Work to be completed: Exactly as written, reproduce the lines from the one that contains "# indicate x" through the end of the records.

Records provided:
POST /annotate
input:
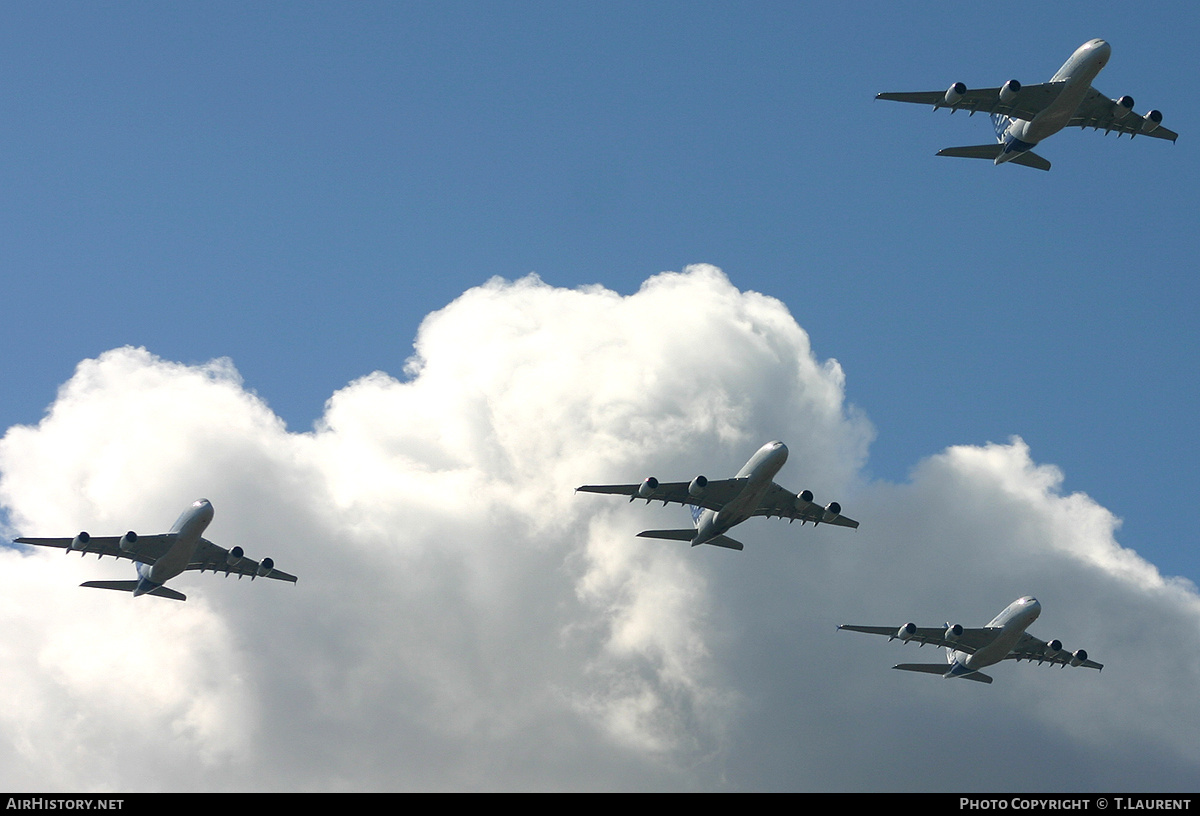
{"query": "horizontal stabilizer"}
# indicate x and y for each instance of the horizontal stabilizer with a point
(130, 586)
(725, 541)
(670, 535)
(690, 535)
(991, 151)
(942, 670)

Answer section:
# indicate x and y for each instance of the horizontal stabilizer with a point
(130, 586)
(725, 541)
(670, 535)
(690, 535)
(991, 151)
(942, 670)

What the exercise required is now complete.